**Records provided**
=== Begin Enclosure ===
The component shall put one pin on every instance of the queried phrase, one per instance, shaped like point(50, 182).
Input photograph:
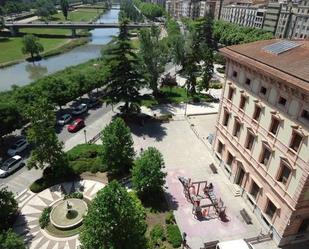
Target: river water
point(23, 73)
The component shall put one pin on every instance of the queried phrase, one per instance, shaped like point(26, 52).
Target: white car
point(11, 165)
point(80, 109)
point(234, 244)
point(66, 118)
point(18, 147)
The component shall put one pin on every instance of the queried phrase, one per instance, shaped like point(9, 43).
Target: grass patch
point(86, 157)
point(175, 95)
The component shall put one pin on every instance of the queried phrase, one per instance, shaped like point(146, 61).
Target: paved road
point(21, 179)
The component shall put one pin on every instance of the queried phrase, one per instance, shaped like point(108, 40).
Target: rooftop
point(290, 65)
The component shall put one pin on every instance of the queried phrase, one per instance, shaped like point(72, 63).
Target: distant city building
point(262, 132)
point(244, 15)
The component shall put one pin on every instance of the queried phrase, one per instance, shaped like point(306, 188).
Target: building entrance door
point(240, 176)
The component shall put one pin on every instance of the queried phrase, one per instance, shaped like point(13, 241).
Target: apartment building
point(262, 133)
point(293, 21)
point(244, 15)
point(186, 8)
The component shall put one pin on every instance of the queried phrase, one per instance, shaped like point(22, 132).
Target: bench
point(246, 216)
point(213, 168)
point(210, 245)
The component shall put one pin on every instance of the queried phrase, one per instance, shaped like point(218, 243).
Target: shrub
point(215, 86)
point(173, 235)
point(157, 233)
point(84, 151)
point(221, 69)
point(76, 195)
point(170, 219)
point(44, 219)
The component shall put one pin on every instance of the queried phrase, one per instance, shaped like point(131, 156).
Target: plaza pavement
point(185, 154)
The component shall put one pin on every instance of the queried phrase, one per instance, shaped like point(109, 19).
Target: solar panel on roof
point(280, 47)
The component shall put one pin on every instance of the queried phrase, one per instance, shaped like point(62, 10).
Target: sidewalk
point(182, 109)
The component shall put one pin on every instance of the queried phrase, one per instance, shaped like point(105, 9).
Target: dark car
point(76, 125)
point(93, 102)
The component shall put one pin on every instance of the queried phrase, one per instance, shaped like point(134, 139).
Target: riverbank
point(10, 47)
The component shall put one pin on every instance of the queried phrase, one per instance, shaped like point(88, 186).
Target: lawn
point(175, 95)
point(10, 49)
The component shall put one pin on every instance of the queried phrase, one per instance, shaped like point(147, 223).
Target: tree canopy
point(10, 240)
point(123, 78)
point(31, 45)
point(47, 151)
point(153, 56)
point(147, 175)
point(8, 207)
point(114, 220)
point(117, 151)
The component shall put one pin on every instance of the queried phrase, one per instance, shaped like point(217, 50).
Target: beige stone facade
point(262, 135)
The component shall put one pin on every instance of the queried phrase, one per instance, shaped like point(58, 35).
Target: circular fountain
point(68, 214)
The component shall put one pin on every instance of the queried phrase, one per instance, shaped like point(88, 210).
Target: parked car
point(233, 244)
point(10, 165)
point(80, 109)
point(18, 147)
point(93, 102)
point(66, 118)
point(76, 125)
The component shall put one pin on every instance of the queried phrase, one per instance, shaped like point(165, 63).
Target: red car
point(76, 125)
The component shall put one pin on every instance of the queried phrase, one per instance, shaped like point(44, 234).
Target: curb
point(201, 114)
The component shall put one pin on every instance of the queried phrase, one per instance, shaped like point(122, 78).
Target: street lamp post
point(85, 133)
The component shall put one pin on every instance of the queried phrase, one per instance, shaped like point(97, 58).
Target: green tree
point(31, 46)
point(8, 207)
point(45, 8)
point(10, 240)
point(124, 79)
point(114, 220)
point(152, 54)
point(65, 8)
point(147, 176)
point(47, 151)
point(10, 118)
point(117, 149)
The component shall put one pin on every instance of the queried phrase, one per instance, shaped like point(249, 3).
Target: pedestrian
point(184, 240)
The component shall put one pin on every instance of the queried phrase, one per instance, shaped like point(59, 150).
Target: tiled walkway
point(32, 205)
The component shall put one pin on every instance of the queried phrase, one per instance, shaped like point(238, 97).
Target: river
point(23, 73)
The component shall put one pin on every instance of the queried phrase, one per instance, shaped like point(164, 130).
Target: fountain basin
point(63, 218)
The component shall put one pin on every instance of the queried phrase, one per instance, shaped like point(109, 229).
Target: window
point(270, 209)
point(234, 74)
point(237, 127)
point(274, 126)
point(231, 93)
point(242, 102)
point(250, 140)
point(255, 189)
point(220, 147)
point(230, 159)
point(257, 113)
point(305, 114)
point(296, 141)
point(282, 101)
point(265, 156)
point(284, 174)
point(263, 90)
point(226, 118)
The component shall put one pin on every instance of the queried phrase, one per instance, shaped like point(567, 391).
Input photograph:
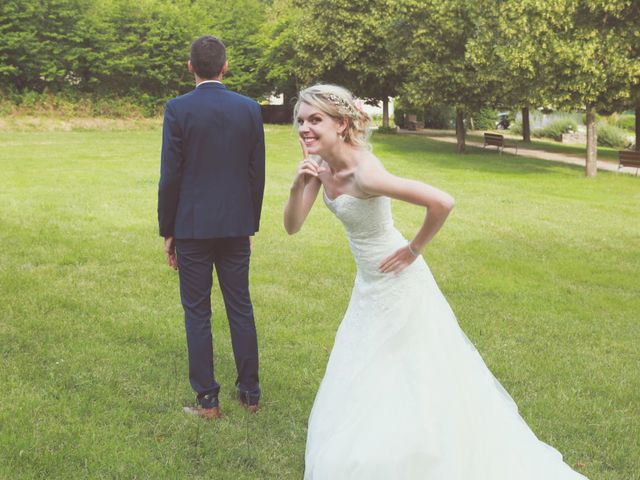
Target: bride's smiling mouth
point(309, 139)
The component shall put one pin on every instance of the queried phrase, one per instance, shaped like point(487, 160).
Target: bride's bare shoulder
point(370, 171)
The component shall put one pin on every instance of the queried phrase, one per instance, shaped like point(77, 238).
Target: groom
point(209, 203)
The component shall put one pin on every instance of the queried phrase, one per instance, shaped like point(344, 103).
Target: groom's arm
point(170, 172)
point(257, 169)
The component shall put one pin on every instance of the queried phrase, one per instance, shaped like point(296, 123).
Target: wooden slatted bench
point(497, 140)
point(629, 158)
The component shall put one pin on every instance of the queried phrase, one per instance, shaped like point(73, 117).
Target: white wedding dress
point(405, 394)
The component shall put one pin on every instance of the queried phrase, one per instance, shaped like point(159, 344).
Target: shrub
point(439, 116)
point(627, 122)
point(556, 128)
point(516, 127)
point(611, 136)
point(485, 119)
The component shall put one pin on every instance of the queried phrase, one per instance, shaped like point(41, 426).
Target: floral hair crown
point(341, 102)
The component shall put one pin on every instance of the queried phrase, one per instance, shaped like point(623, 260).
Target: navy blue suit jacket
point(212, 168)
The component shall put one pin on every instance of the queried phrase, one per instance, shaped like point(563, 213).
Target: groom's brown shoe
point(206, 413)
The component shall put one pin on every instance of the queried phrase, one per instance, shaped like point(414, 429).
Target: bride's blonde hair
point(338, 103)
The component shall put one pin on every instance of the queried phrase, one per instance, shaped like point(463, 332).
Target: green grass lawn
point(540, 264)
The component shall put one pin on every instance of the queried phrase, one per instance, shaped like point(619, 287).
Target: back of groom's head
point(208, 56)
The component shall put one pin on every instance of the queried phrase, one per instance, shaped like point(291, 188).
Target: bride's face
point(318, 131)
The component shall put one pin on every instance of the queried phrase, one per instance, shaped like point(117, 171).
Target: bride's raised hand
point(398, 260)
point(308, 168)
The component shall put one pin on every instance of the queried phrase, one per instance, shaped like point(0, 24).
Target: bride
point(405, 394)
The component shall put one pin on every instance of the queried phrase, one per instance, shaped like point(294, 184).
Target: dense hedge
point(121, 48)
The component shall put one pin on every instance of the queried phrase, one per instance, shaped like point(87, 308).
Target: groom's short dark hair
point(208, 56)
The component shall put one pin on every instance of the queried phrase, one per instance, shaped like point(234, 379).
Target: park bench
point(629, 158)
point(497, 140)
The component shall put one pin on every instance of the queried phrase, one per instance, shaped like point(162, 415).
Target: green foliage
point(627, 122)
point(439, 116)
point(485, 119)
point(516, 127)
point(121, 48)
point(612, 136)
point(94, 370)
point(431, 40)
point(556, 128)
point(343, 42)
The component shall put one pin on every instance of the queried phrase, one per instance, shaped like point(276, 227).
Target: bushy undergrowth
point(485, 119)
point(612, 136)
point(73, 105)
point(556, 128)
point(516, 127)
point(626, 122)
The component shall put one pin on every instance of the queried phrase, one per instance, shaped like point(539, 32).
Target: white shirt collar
point(209, 81)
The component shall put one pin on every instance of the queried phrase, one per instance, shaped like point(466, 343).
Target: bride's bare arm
point(375, 180)
point(304, 191)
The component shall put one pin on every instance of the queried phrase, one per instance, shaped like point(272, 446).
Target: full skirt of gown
point(405, 394)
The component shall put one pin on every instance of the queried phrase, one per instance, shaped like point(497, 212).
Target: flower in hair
point(340, 102)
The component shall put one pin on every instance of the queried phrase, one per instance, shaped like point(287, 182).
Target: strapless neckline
point(330, 200)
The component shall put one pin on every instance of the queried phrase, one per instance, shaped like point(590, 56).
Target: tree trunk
=== End Enclosure ===
**Work order**
Search the listing above for the lines with "Target: fountain basin" and "like point(109, 229).", then output those lines and all lines between them exactly.

**Exercise solution**
Target: fountain basin
point(63, 218)
The component shall put one pin on every instance of the queried phrase, one per instance, shaped like point(109, 229).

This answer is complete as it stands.